[START OF Listed entries]

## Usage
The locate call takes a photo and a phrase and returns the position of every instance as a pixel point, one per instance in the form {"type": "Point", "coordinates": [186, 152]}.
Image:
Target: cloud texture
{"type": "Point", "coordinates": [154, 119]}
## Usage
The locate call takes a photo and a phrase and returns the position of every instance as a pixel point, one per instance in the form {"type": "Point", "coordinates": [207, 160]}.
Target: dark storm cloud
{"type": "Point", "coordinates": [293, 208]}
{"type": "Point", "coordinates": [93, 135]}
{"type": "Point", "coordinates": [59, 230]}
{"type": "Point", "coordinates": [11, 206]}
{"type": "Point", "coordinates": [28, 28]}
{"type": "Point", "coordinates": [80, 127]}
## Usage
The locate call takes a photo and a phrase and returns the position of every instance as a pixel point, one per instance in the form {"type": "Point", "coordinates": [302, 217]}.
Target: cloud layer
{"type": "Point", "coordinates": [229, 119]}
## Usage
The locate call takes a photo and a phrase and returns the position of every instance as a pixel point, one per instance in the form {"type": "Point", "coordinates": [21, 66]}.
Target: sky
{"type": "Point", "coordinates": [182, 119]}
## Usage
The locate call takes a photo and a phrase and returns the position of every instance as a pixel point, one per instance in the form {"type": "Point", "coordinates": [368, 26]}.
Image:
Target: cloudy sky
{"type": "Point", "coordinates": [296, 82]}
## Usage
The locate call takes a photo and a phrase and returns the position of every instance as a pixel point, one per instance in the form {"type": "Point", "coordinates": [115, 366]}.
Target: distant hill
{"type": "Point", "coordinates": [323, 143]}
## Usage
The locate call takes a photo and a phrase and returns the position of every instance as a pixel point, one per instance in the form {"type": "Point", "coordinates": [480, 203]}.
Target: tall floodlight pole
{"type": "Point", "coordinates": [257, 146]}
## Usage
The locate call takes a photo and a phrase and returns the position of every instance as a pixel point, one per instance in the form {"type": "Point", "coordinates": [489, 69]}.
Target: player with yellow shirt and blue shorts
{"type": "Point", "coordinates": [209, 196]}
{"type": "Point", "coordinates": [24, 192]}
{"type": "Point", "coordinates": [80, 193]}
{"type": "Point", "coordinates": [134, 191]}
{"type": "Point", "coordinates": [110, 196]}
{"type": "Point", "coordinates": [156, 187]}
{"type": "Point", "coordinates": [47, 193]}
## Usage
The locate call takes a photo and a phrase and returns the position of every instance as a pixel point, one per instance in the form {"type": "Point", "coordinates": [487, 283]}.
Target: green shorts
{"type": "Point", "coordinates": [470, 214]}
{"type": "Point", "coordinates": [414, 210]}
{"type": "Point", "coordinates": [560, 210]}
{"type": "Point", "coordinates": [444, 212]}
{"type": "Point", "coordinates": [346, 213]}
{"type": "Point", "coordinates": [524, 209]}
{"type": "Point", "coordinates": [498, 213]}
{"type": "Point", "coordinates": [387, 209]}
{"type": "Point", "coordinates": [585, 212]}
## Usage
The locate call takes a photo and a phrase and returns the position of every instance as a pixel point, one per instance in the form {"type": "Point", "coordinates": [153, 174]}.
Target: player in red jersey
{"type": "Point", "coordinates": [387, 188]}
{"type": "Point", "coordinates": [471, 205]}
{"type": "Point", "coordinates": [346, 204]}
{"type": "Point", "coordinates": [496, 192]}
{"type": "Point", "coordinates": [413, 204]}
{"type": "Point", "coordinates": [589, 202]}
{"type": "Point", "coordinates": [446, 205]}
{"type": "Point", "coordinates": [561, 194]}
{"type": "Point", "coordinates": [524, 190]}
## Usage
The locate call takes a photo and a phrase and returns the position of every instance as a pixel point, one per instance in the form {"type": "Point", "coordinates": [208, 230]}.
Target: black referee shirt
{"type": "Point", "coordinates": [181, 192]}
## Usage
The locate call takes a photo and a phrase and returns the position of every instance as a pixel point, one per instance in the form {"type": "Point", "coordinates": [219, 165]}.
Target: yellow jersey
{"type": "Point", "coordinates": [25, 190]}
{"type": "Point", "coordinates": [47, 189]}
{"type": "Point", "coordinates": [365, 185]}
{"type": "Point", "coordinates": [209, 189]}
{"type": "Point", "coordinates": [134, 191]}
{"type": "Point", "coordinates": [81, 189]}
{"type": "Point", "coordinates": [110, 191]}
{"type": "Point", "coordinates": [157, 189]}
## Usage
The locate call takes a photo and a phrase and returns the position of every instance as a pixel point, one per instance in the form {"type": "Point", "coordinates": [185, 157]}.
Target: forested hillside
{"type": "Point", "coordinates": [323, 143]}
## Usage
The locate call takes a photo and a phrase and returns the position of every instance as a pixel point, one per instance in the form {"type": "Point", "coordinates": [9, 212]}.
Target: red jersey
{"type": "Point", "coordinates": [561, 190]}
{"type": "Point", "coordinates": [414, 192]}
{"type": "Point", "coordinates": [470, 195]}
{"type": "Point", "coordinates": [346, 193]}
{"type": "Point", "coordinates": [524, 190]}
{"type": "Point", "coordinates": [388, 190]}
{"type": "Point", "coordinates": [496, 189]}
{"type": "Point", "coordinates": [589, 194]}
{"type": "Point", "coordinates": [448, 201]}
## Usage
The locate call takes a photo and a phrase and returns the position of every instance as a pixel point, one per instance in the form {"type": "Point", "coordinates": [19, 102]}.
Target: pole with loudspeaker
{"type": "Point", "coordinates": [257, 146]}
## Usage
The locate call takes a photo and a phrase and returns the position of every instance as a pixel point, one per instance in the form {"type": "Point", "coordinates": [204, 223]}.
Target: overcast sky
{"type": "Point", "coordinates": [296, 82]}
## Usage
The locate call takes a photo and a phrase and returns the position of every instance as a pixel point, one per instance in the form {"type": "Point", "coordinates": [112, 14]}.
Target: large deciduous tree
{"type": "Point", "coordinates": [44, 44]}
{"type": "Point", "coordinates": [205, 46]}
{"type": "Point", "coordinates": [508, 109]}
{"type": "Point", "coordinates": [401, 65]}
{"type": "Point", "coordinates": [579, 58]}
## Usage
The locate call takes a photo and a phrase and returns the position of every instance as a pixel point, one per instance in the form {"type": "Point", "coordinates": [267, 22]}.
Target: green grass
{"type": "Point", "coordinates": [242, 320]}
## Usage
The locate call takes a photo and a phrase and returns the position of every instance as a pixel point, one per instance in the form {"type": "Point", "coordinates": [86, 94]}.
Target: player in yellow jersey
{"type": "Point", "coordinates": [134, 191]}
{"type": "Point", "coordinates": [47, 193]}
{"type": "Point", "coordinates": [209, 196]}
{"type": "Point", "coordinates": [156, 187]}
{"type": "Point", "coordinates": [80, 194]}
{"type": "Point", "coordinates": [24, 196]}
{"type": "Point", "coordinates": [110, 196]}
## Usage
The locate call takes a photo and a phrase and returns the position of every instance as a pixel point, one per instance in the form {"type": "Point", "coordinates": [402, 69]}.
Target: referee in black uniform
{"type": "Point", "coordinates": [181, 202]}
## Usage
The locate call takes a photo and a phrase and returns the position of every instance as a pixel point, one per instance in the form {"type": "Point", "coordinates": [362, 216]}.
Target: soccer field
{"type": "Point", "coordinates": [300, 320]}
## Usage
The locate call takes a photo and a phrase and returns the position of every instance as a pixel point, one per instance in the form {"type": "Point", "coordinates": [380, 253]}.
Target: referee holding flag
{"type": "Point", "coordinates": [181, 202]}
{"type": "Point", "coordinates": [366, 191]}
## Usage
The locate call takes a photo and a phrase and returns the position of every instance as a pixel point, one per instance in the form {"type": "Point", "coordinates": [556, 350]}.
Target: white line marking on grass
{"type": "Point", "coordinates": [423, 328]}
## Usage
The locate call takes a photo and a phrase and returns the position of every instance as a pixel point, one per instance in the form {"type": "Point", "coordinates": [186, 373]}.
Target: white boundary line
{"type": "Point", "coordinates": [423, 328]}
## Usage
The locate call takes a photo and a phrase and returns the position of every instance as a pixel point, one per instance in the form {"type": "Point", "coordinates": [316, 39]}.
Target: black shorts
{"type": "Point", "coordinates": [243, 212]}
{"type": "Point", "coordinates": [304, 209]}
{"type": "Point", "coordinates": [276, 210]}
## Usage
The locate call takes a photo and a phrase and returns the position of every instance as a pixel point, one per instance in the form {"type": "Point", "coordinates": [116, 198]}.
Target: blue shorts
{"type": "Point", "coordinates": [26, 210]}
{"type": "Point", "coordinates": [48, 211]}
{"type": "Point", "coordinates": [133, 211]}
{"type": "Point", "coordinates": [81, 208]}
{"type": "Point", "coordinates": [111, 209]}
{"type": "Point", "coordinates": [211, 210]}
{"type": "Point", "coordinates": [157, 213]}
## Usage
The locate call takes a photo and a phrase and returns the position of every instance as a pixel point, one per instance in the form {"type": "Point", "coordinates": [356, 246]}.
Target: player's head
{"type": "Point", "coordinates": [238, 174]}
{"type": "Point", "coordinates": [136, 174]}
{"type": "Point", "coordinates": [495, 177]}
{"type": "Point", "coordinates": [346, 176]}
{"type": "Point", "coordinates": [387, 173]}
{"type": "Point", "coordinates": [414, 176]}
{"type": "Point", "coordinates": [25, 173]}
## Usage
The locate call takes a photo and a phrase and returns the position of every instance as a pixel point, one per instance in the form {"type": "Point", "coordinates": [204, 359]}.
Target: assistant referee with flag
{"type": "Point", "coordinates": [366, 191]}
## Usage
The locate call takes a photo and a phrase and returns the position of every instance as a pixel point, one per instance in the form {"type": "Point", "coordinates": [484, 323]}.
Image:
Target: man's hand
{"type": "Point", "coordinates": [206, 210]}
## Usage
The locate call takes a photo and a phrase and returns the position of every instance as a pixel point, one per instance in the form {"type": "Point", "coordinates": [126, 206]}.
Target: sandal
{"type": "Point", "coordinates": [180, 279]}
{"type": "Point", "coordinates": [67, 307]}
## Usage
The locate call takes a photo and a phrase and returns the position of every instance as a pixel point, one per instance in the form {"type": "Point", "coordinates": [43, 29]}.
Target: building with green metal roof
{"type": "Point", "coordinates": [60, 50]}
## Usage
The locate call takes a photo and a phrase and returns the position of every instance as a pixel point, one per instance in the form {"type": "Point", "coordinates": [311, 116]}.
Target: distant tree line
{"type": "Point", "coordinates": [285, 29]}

[END OF Listed entries]

Select every line of the material above that contains the string "tree".

Task output:
Target: large deciduous tree
Target: distant tree line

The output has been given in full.